Supplied entries:

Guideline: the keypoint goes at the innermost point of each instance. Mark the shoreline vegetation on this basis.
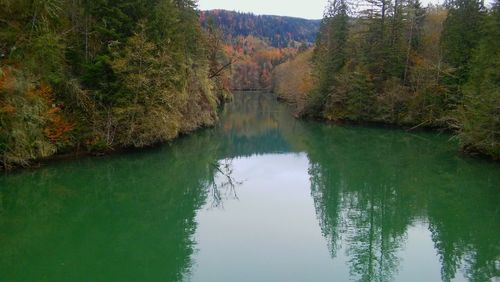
(101, 76)
(92, 78)
(403, 65)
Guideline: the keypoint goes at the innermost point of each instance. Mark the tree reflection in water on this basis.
(133, 217)
(223, 186)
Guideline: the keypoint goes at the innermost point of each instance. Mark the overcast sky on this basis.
(309, 9)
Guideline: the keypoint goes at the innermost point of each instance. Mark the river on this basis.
(260, 197)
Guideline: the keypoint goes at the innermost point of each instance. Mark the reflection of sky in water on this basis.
(316, 203)
(270, 232)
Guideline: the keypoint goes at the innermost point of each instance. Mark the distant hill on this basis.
(279, 32)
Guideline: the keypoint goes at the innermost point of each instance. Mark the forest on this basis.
(97, 76)
(399, 63)
(256, 44)
(89, 77)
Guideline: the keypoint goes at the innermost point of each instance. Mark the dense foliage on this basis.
(279, 32)
(257, 44)
(100, 75)
(399, 63)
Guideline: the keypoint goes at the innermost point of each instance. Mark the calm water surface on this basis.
(261, 197)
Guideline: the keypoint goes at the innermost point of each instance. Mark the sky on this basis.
(309, 9)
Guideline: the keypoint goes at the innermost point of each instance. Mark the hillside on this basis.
(279, 32)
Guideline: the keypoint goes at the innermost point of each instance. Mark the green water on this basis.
(261, 197)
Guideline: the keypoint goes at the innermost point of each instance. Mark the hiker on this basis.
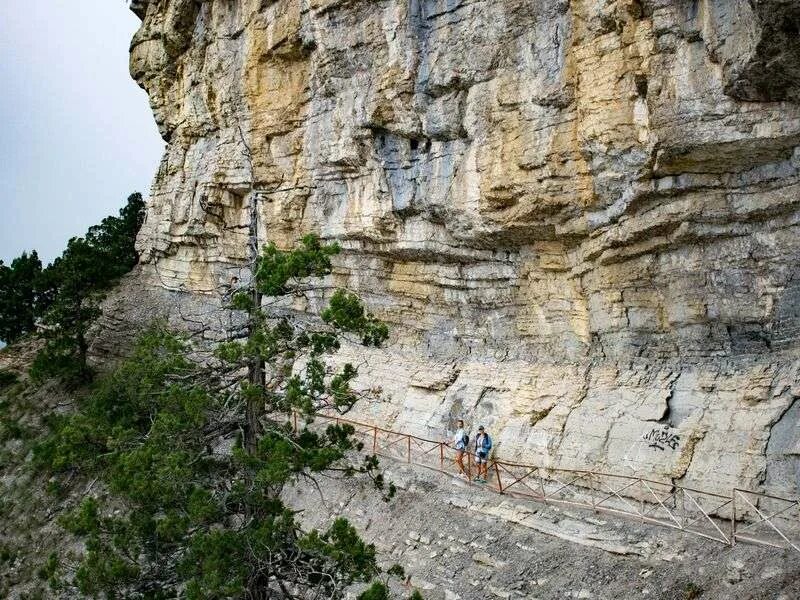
(461, 440)
(483, 445)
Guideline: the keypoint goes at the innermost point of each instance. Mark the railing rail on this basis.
(742, 516)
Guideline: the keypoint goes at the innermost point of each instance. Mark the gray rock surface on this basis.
(581, 218)
(472, 550)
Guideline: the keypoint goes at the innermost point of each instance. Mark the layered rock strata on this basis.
(581, 218)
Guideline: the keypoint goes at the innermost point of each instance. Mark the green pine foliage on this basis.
(19, 299)
(70, 290)
(195, 459)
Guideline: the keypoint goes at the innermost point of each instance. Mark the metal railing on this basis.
(743, 516)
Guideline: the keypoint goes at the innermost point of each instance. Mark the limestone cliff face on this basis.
(580, 216)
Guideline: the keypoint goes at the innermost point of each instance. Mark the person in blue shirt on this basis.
(483, 445)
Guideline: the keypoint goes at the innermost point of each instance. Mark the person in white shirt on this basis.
(460, 441)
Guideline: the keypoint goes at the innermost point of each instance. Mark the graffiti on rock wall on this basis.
(661, 438)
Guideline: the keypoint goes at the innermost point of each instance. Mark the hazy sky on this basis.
(76, 132)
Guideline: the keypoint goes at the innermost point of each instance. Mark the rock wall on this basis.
(581, 217)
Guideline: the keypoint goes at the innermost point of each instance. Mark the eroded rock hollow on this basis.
(580, 217)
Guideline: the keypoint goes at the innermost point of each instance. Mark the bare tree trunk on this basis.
(255, 370)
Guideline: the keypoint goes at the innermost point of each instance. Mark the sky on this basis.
(76, 132)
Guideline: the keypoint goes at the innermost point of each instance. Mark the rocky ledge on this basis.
(581, 217)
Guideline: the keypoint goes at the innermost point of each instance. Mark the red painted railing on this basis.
(742, 516)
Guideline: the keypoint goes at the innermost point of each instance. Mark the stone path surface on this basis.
(458, 541)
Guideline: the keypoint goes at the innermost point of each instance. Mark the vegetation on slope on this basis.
(61, 300)
(188, 460)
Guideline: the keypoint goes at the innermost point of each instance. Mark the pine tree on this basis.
(198, 457)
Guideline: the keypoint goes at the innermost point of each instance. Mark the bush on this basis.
(7, 379)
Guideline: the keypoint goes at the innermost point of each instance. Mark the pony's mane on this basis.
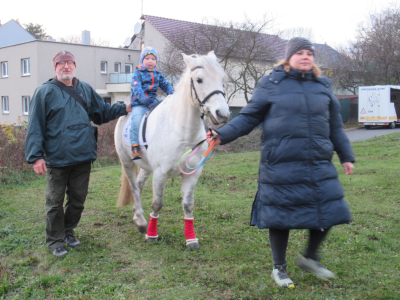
(208, 64)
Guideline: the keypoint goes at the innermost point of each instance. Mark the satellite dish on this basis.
(127, 41)
(137, 28)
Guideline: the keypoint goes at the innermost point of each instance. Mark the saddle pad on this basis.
(150, 129)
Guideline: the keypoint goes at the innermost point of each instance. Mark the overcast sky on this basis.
(333, 22)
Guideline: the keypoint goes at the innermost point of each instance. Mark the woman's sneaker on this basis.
(72, 241)
(314, 267)
(60, 251)
(281, 277)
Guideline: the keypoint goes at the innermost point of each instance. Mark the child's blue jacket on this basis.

Given problem:
Can you quote all of the entries above word for word, leaving the pictures out?

Final result:
Guideline: the keypoint goes at the innermost point of each instance. Mark the shoreline vegetation on this basis.
(101, 76)
(92, 78)
(403, 65)
Guideline: the keypoint goes at the innermost point of each instance. Mark the tree reflection in water on this basis.
(133, 217)
(223, 186)
Guideline: the keypoint goes at the innermost point of each instance. Mark the overcast sky on this basis.
(309, 9)
Guideline: the keypoint goes at the innermost point of each instance. Mark the river on this basis.
(260, 197)
Guideline: the keypoint goes at the innermost point of each instance. Mark the reflection of sky in water on this basis.
(316, 203)
(270, 232)
Guideline: the keypoint goes at the innermost point of each instance. Mark the distant hill on this basis.
(279, 32)
Guideline: the keypoint goes at the innermost point of each instance. Mark the forest on this basis.
(97, 76)
(399, 63)
(256, 44)
(89, 77)
Guideline: the keypoint goes at the innermost point of each instance. Mark the dense foliage on this basis.
(279, 32)
(257, 44)
(100, 75)
(399, 63)
Guideline: the keypoint goes at the innermost point of each instance. Mark the calm water surface on this basis.
(261, 197)
Guideline: the keypoint goes at the innermost point of each instance. Mark the sky on this basis.
(309, 9)
Guideline: the keypoint goes at the innermost point of each instance. Mark the hillside on this basis.
(279, 32)
Guideline: the keypoint goes at the innermost point of each instance. Mark the green water on this basis.
(261, 197)
Guideline: the keypoint goes at the innermost point of each instance. Mark the hiker on this basis.
(461, 440)
(483, 445)
Guideline: the keypoint goes at the innermost point of each instance. Mark the railing rail on this basis.
(742, 516)
Guideline: the keypoint goes at the innermost point of each instance. Mark the gray rock surface on this basis.
(581, 218)
(472, 550)
Guideline: the keypoint goes at the innermost point of each instance. Mark the layered rock strata on this basis.
(581, 218)
Guideline: the keypoint goes at the innermost point of each instance. Mark the green pine foliage on this basis.
(19, 299)
(70, 290)
(195, 459)
Guideline: the keypoint goes at the innermost point of each instance. Mark the metal railing on this basis.
(743, 516)
Guideline: the keypoint goes at the innermost point of each instance. Mark the limestone cliff face on this basis.
(580, 216)
Guideline: the keypoint goes at the innermost point of each instance. Mark the person in blue shirt on this basis.
(483, 445)
Guideline: the keypoint goes at the innermost point of each instance. Mark the person in white shirt on this basis.
(460, 441)
Guideline: the keypoint goes at the innermost point of each instance. Mark the graffiti on rock wall on this basis.
(661, 438)
Guideline: the keypoint goes at the innermost point of each instance. Mark the hazy sky on this basis.
(76, 132)
Guideline: the keypoint goes at the innermost point of each instance. Mark the rock wall on this basis.
(581, 217)
Guideline: the keypoint goes at the innermost point of each instance. Mark the eroded rock hollow on this basis.
(580, 217)
Guideline: the keypoint goes at the innermost point of each instance. Mark the bare tree trunk on this basis.
(255, 370)
Guideline: the keypoint goes at the innermost point of each instance. Mark the sky on this basis.
(76, 132)
Guideline: the keypoint goes at the innermost point of each instance. Mark the rocky ledge on this basis.
(581, 217)
Guideline: the keypoint goes at the innermost point of each instance. Mark the red painted railing on this basis.
(742, 516)
Guideline: the keypoint goes at the innermost point of each instance. Mark the stone path surface on this basis.
(458, 541)
Guideline: the keypoint goes at the innermost point of each instance. Mark the vegetation on slope on this basis.
(61, 300)
(188, 460)
Guideline: the keypoint goes at the innermost point of each instance. Mark the pine tree on this basis.
(198, 457)
Guideline: the keypoint goes at the innermost point of each instance. Mark the bush on this basis.
(7, 379)
Guideline: the keypoint goes at the innermost point of each instance. Mark the pony's mane on this basis.
(208, 64)
Guideline: the keypoint goes at the innermost point of each instance. Mark the satellite dish on this basis.
(127, 41)
(137, 28)
Guideline: the keypoint goes at the innermost point of each instance. Mark the saddle pad on this basis.
(150, 129)
Guideline: the keypoint goes at the innermost point of each instance. Mark the overcast sky on this basis.
(333, 22)
Guideline: the keypoint goes at the innermost point of each instance. Mark the woman's sneaker on this basis.
(72, 241)
(314, 267)
(60, 251)
(281, 277)
Guideline: the keypoint goes at the innermost point of each instance. Mark the child's blue jacket on this basis.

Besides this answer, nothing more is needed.